When you find the word "Kindly" in a line of the entries, please copy the whole line.

Data records
━━━━━━━━━━━━━━━━

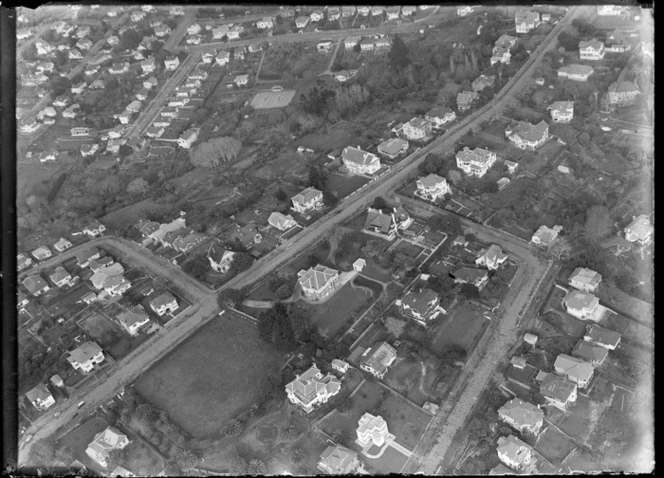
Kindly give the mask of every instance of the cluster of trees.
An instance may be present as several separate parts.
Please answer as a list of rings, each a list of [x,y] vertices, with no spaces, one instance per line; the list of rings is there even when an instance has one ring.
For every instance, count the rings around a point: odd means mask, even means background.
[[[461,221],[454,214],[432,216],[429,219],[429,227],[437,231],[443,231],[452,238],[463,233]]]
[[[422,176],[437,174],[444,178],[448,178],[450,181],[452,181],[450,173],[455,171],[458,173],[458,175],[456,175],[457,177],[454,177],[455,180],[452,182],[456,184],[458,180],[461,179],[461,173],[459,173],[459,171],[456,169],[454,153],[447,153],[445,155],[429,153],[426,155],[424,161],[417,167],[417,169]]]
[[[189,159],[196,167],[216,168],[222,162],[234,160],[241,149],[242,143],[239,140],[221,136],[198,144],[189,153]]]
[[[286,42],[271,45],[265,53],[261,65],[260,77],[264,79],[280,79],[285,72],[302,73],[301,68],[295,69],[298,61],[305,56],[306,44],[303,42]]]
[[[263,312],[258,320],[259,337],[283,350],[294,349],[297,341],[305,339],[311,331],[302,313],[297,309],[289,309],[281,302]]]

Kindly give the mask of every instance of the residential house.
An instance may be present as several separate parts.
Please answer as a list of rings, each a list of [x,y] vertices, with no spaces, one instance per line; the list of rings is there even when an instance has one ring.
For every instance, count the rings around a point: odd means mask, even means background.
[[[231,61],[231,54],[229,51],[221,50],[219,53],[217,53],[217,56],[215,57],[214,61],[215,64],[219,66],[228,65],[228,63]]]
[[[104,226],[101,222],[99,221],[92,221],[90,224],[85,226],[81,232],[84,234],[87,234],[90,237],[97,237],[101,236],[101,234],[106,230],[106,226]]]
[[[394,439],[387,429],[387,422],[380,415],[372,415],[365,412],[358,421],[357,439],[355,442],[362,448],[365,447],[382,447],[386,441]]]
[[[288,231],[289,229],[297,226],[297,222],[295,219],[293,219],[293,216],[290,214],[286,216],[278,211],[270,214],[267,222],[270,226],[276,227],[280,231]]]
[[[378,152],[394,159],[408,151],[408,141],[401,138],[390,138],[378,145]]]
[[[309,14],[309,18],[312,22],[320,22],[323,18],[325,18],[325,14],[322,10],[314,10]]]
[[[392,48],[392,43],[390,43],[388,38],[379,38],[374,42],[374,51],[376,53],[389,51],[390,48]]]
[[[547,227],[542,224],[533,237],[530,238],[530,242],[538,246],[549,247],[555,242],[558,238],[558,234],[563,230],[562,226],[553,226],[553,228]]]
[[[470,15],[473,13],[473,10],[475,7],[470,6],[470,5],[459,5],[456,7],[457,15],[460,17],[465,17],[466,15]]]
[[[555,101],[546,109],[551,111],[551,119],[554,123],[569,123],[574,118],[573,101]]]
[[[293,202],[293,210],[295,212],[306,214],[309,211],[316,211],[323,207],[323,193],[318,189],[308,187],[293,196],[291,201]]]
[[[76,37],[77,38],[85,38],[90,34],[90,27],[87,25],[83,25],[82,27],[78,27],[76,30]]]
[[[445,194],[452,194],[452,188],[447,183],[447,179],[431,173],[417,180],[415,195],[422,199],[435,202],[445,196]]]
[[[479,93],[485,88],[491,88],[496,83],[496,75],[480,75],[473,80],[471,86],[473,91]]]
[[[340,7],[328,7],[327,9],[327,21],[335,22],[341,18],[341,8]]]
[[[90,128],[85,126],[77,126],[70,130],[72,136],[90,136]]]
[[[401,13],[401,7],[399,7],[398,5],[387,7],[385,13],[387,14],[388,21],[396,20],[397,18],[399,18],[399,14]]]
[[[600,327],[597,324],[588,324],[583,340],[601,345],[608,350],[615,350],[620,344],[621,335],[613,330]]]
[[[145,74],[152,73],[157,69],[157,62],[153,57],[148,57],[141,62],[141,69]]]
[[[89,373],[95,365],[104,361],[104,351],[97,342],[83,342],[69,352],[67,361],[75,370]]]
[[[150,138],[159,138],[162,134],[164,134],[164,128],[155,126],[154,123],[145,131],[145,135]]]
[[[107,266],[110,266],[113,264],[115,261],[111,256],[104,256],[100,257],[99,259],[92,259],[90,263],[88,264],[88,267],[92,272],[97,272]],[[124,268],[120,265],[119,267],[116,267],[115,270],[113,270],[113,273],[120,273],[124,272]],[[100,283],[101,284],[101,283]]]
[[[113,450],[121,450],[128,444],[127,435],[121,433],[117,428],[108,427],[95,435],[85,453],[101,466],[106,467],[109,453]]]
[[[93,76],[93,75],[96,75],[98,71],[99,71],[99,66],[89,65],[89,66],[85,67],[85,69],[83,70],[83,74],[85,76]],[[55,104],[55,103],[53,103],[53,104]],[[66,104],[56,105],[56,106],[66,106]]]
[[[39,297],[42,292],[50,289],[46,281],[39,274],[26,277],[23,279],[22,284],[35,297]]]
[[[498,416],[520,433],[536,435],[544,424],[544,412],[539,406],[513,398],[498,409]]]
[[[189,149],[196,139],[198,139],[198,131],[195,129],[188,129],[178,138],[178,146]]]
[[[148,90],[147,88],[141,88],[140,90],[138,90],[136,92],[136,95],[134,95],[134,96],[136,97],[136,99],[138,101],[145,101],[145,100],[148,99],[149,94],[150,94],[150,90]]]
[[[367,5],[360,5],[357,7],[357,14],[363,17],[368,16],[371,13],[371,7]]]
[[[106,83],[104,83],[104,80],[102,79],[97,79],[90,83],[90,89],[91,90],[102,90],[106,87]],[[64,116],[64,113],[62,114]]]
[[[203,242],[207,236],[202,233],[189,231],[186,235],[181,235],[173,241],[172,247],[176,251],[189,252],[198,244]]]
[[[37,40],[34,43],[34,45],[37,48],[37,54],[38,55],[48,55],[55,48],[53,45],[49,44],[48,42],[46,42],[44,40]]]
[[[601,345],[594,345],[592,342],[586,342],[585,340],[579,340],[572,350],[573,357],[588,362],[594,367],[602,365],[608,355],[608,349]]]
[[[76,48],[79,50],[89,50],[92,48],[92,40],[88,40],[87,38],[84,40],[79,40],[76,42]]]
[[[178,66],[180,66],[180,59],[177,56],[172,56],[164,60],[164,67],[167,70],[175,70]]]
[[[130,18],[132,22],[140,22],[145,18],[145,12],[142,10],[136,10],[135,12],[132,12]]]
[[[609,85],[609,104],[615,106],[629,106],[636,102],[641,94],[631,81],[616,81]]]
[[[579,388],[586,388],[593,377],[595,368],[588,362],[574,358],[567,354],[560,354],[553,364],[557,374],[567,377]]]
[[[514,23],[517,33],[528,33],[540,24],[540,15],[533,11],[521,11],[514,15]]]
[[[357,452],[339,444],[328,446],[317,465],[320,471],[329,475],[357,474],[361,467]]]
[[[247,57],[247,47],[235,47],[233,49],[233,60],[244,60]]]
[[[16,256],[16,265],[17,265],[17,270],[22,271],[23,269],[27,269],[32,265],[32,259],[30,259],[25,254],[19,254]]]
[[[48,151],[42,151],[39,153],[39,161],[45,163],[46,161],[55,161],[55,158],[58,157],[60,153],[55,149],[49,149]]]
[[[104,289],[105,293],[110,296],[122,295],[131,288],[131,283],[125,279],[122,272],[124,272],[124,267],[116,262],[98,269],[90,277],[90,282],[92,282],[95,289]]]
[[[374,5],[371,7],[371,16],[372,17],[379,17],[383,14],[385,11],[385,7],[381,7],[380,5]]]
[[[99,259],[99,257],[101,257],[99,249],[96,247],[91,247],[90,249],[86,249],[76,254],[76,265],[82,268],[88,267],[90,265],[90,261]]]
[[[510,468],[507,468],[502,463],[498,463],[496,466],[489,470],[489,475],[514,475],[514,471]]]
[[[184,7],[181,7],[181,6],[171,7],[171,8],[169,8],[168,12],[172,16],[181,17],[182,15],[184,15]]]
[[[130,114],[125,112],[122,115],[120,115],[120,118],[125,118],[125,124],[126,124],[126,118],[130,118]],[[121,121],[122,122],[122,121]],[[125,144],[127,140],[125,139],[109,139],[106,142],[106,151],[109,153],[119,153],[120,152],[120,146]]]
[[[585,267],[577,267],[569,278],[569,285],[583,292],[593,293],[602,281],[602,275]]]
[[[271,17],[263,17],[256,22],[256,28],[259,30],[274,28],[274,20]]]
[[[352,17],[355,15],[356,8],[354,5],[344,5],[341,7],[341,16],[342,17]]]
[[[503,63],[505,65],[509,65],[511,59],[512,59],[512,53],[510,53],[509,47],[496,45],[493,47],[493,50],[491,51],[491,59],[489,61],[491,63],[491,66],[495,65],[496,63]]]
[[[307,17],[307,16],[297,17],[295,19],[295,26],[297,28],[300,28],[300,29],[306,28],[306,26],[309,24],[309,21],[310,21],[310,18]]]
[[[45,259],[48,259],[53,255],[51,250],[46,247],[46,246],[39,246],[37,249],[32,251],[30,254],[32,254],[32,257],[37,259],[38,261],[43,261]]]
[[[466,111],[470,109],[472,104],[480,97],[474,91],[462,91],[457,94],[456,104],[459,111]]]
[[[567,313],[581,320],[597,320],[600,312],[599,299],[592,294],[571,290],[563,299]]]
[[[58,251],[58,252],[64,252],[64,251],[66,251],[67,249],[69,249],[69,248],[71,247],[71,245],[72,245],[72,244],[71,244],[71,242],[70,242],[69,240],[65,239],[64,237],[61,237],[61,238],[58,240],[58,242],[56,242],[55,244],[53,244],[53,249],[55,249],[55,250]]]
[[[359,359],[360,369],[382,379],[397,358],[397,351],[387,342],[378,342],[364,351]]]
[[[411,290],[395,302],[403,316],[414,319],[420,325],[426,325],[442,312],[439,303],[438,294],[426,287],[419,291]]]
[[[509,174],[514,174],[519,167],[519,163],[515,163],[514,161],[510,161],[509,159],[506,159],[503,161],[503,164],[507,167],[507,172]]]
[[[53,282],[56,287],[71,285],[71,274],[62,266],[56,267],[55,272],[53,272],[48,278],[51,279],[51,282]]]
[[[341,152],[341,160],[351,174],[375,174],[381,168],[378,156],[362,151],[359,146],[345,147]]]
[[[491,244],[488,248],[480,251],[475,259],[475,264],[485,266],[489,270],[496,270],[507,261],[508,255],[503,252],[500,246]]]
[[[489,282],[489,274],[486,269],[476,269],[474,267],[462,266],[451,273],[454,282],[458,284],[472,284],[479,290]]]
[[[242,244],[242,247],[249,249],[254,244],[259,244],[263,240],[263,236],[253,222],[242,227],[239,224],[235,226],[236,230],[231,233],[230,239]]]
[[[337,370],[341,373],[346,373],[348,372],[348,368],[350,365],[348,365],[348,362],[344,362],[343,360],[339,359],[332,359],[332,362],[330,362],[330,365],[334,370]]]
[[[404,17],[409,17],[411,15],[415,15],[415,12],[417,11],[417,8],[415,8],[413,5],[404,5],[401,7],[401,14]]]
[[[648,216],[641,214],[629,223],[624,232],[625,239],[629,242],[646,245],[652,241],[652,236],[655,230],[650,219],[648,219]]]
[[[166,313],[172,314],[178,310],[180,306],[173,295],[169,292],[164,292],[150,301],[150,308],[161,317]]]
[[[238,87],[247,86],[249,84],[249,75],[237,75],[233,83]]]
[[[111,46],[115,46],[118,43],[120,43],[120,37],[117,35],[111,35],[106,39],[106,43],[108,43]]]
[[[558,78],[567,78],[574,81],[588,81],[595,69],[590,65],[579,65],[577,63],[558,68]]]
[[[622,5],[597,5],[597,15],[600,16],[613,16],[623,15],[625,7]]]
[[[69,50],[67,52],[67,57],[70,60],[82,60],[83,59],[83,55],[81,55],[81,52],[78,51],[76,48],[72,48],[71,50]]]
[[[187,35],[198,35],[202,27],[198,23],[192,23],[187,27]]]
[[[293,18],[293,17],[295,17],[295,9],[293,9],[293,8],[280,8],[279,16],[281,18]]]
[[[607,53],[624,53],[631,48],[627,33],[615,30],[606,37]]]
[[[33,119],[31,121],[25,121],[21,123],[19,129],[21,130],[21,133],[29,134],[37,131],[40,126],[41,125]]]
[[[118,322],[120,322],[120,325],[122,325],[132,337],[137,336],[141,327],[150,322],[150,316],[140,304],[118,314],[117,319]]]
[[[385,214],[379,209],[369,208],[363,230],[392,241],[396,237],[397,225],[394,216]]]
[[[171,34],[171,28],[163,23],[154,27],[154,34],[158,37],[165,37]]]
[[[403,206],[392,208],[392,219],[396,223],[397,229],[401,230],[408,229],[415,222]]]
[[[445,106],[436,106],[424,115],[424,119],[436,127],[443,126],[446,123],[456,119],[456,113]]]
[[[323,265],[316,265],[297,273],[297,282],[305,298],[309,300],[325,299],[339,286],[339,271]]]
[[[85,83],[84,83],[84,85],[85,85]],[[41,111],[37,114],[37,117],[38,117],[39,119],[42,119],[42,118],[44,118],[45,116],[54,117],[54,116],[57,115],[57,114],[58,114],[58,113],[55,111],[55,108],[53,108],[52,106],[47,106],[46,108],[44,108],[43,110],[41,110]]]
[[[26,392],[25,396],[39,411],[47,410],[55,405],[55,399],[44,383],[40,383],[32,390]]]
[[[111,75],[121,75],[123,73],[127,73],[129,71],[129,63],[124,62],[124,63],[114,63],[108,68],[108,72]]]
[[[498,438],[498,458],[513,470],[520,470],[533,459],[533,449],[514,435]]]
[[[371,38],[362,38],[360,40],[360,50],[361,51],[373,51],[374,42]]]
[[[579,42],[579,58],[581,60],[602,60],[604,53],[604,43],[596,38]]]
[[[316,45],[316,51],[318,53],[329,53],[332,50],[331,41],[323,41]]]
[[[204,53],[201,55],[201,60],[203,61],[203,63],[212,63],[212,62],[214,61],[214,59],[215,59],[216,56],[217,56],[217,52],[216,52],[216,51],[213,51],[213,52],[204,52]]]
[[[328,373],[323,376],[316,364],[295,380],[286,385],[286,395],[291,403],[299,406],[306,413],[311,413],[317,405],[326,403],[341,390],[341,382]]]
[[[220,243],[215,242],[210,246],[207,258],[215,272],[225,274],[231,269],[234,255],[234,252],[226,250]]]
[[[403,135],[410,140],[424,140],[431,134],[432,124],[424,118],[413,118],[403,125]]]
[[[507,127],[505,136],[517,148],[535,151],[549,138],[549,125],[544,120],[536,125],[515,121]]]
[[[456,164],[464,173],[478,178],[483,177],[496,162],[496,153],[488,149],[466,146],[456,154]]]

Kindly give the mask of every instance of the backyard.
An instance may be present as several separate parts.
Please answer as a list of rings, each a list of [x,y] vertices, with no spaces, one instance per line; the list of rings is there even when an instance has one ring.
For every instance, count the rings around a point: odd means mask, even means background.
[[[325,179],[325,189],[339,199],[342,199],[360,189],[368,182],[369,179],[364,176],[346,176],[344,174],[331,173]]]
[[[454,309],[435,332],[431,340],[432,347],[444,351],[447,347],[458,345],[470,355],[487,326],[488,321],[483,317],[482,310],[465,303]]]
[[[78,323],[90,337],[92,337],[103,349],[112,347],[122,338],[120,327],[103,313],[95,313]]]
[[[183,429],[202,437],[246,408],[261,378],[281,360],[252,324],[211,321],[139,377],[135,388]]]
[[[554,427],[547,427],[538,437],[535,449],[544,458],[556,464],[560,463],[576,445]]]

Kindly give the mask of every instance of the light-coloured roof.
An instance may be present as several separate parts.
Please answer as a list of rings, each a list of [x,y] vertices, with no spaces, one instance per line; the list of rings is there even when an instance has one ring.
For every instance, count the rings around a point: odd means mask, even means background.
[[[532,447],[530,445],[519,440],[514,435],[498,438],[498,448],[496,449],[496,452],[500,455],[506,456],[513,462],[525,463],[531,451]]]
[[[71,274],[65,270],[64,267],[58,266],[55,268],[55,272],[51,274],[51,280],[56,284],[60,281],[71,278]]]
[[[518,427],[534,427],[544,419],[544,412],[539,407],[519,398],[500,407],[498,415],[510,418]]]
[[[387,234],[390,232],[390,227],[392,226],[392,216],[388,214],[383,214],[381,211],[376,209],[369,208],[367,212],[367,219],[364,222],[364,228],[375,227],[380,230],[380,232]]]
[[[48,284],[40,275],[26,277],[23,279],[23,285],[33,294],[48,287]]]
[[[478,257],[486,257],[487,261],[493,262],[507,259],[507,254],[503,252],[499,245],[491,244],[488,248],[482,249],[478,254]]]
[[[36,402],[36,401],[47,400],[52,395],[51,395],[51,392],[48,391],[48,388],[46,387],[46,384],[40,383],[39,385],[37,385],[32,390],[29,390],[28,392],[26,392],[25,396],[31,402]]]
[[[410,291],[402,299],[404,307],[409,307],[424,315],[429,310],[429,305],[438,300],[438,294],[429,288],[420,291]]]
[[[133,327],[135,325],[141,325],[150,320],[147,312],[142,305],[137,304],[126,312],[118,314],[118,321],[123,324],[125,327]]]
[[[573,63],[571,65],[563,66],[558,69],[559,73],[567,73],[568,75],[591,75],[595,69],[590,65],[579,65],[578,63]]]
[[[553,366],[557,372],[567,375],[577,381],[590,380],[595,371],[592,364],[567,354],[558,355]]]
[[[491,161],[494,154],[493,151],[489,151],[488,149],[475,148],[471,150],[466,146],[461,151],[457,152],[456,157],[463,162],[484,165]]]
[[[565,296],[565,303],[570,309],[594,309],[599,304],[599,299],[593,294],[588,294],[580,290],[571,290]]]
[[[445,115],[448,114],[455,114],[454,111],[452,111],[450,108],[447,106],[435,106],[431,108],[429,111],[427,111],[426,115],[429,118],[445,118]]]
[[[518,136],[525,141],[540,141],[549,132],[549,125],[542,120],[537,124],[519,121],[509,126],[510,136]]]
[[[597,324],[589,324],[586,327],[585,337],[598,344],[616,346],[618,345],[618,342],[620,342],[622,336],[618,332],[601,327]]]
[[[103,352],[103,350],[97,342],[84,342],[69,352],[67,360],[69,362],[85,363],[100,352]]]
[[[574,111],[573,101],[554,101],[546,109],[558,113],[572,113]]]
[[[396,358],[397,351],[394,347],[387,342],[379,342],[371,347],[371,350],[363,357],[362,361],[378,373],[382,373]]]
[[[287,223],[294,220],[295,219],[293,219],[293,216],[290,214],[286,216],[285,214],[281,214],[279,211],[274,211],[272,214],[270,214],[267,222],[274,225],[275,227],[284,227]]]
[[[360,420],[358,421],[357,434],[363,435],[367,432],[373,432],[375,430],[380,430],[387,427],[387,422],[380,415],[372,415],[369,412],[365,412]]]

━━━━━━━━━━━━━━━━

• RESULT OF THE EXERCISE:
Kindly give the mask of every instance of the cluster of trees.
Kindly give the mask of every instance of the residential house.
Kindly give the mask of every instance of the backyard.
Kindly give the mask of every instance of the light-coloured roof.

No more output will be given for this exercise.